[EXTRACT PROVIDED]
If the Company performs the qualitative assessment and determines that it is more likely than not that its
fair value is less than its carrying amount, or if the Company chooses to bypass the qualitative
assessment, a quantitative test is performed. The quantitative test compares the fair value of the
reporting unit to its carrying amount, including goodwill. If the carrying amount of the reporting unit
exceeds its fair value, an impairment loss is recorded. Management estimates the fair value of the
reporting unit by using the income approach, or a combination of the income and market approach. The
income approach is applied using a discounted cash flow analysis which relies on management’s best
estimate of the reporting units’ projected cash flows. The analysis includes an estimate of terminal values
based on these expected cash flows using a methodology which derives a valuation using an assumed
perpetual annuity based on the reporting unit’s residual cash flows. The discount rate used is a market
participant rate based on a peer group of publicly traded comparable companies and represents the
weighted average cost of capital of comparable companies. When using the market approach,
management estimates fair value based on comparable companies and transactions within the utility
industry. Significant assumptions used in estimating the fair value include discount and growth rates, rate
case assumptions including future cost of capital, valuation of the reporting units' net operating loss
(“NOL”) and projected operating and capital cash flows. Adverse changes in these assumptions could
result in a future material impairment of the goodwill assigned to Emera’s reporting units.
 
As of December 31, 2022, $
6,009
 
million of Emera’s goodwill represents the excess of the acquisition
purchase price for TECO Energy (Tampa Electric, PGS and NMGC reporting units) over the fair values
assigned to identifiable assets acquired and liabilities assumed. In Q4 2022, qualitative assessments
were performed for Tampa Electric and PGS given the significant excess of fair value over carrying
amounts calculated during the last quantitative test in Q4 2019. Management concluded it was more likely
than not that the fair value of these reporting units exceeded their respective carrying amounts, including
goodwill. As such, no quantitative testing was required. For the NMGC reporting unit, Emera elected to
bypass a qualitative assessment and performed a quantitative impairment assessment using a
combination of the income and market approach. This assessment estimated that the fair value of the
NMGC reporting unit exceeded its carrying amount, including goodwill. As a result of this assessment,
no
impairment charges were recognized.
In Q4 2022, the Company elected to bypass a qualitative assessment and performed a quantitative
impairment assessment for GBPC, using the income approach, as this reporting unit is sensitive to
changes in assumptions due to limited excess of fair value over the carrying value, including goodwill.

[EXERCISE AIM] In the goodwill impairment excerpt, which approach was used for the quantitative impairment assessment of GBPC in Q4 2022? These lines are separate material, unrelated to the goodwill impairment excerpt.

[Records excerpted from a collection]
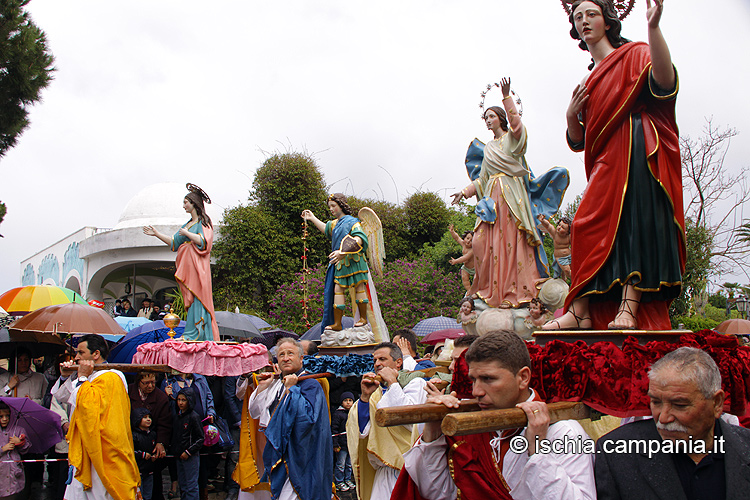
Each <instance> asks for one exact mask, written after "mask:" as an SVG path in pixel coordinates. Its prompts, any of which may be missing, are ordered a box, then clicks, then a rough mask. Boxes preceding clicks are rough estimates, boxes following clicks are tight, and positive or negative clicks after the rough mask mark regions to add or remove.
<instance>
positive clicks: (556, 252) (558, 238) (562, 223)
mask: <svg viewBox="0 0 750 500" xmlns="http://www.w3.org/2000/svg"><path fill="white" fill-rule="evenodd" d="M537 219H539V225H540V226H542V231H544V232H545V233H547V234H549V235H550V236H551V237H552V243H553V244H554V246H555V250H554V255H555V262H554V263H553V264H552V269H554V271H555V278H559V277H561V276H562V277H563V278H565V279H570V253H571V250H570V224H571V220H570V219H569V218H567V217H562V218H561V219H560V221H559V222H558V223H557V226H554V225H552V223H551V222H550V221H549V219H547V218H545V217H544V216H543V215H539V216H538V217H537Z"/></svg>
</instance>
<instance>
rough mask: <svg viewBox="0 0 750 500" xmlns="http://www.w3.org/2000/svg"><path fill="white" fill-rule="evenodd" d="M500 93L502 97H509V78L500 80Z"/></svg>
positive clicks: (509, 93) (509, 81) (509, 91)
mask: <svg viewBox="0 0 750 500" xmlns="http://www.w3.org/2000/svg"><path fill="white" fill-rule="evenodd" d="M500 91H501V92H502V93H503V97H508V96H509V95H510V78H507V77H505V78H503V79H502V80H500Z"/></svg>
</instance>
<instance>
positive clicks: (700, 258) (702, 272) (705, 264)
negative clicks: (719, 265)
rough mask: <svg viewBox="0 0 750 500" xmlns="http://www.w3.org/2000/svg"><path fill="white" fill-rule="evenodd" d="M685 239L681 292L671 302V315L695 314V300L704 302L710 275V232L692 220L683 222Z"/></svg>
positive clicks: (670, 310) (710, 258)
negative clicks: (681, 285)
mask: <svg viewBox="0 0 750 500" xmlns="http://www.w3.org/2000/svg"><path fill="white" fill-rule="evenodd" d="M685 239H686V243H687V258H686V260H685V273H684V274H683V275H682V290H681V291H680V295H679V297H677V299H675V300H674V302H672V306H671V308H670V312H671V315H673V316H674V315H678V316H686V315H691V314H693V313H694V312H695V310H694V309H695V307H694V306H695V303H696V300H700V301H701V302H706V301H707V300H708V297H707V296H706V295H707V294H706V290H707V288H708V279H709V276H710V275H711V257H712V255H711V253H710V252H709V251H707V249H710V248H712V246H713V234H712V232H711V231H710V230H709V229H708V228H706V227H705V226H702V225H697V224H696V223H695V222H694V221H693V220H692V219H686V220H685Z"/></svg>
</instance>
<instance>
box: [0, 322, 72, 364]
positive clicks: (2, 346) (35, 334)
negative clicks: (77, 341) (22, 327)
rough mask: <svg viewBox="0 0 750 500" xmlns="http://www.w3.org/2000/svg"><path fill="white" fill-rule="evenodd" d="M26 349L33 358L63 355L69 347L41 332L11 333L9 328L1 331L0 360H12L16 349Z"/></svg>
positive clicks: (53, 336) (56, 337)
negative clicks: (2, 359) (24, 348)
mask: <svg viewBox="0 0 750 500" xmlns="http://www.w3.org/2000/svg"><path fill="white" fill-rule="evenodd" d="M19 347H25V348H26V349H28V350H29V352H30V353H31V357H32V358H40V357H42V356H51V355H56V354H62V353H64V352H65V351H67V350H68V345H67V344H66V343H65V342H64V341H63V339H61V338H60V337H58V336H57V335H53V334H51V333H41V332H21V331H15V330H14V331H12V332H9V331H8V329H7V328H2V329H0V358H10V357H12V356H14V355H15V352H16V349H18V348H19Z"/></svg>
--
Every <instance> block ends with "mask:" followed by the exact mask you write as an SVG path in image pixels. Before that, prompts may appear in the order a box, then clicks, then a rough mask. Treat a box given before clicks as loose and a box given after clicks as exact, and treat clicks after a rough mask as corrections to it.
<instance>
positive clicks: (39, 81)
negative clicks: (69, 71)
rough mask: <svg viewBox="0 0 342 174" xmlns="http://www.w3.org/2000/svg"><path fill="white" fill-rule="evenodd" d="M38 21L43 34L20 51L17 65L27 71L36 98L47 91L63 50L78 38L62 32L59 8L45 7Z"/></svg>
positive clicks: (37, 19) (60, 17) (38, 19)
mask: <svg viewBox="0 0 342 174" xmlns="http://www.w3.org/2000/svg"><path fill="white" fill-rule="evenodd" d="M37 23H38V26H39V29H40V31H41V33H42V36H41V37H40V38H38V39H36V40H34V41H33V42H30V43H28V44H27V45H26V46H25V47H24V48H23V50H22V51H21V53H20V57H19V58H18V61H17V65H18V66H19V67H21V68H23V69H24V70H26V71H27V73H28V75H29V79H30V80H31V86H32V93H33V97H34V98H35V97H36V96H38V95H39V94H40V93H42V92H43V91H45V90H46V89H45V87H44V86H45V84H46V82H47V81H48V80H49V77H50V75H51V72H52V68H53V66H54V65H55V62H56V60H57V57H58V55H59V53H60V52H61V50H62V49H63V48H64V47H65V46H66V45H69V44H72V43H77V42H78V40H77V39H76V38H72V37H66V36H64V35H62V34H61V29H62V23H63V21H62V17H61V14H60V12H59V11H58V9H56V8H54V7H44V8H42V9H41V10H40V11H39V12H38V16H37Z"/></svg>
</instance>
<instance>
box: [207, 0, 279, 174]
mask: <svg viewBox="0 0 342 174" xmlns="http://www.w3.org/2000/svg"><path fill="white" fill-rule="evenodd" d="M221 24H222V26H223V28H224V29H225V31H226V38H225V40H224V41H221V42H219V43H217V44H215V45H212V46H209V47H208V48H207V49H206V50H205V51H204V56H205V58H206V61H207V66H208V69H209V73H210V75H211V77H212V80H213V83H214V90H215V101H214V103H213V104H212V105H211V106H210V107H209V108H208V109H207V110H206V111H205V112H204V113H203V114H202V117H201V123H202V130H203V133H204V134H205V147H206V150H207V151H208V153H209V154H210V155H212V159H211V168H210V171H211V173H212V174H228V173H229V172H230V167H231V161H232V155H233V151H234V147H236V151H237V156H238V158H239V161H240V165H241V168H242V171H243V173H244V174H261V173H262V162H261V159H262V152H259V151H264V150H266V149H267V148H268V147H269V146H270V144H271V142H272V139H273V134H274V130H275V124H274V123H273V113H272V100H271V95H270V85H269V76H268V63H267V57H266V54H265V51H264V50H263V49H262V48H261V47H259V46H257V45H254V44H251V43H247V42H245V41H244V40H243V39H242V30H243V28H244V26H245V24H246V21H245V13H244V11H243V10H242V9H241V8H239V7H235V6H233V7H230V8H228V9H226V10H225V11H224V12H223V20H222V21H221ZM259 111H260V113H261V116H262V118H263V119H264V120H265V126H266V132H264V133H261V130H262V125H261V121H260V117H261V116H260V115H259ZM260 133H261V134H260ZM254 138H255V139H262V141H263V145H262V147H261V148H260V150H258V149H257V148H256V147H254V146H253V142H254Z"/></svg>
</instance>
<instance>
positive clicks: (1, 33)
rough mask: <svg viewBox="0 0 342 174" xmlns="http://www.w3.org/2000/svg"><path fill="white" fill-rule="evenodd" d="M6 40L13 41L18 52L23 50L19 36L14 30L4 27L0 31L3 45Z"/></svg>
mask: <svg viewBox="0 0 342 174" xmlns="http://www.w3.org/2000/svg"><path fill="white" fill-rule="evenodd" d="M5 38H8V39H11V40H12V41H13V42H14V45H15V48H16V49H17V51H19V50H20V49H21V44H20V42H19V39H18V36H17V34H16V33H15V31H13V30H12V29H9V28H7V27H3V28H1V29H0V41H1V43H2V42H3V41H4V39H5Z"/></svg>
---
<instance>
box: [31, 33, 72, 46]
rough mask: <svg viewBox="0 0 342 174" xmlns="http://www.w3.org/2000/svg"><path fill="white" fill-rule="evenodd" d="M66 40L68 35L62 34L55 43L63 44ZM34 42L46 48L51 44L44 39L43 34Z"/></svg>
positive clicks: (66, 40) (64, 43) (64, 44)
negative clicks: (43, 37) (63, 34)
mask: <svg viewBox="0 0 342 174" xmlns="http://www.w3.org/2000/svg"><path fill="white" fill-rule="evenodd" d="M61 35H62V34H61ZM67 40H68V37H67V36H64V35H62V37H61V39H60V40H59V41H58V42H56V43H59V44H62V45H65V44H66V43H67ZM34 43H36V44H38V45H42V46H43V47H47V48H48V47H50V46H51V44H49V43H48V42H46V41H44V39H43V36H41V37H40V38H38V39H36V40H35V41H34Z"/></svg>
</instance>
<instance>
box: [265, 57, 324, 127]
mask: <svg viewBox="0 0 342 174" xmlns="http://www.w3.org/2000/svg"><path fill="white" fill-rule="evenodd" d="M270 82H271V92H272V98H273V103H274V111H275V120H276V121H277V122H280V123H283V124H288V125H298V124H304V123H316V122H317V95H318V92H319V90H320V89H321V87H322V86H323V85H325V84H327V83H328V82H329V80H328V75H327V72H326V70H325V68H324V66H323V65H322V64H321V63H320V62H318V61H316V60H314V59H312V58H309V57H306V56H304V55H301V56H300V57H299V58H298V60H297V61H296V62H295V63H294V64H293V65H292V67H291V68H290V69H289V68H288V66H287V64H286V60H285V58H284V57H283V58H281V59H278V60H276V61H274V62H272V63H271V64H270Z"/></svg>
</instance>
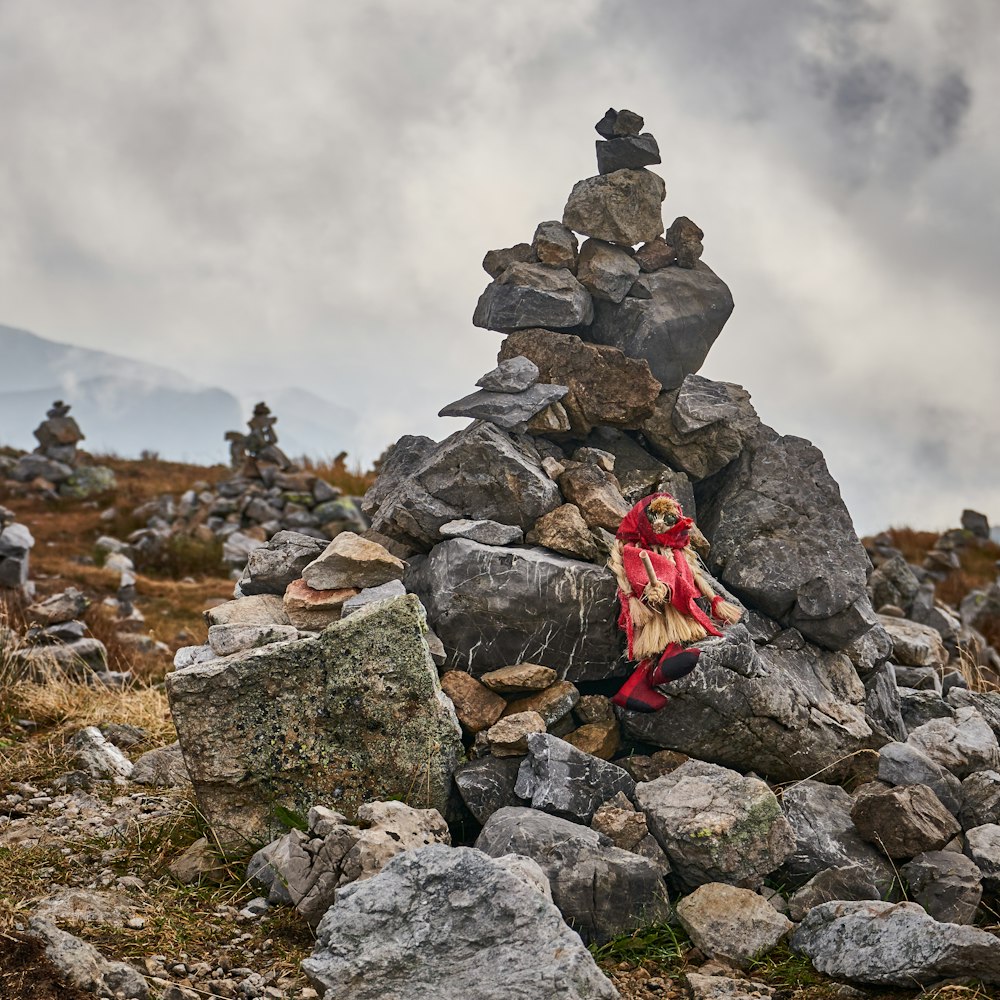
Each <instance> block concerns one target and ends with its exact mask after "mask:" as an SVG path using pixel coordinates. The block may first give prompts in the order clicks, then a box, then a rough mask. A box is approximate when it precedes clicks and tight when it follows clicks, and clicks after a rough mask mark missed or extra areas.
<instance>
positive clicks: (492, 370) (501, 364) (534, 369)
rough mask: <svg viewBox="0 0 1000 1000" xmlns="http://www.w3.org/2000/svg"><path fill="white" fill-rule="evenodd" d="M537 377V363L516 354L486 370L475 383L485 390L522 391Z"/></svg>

[SOLUTION TO THE EXERCISE] The income approach.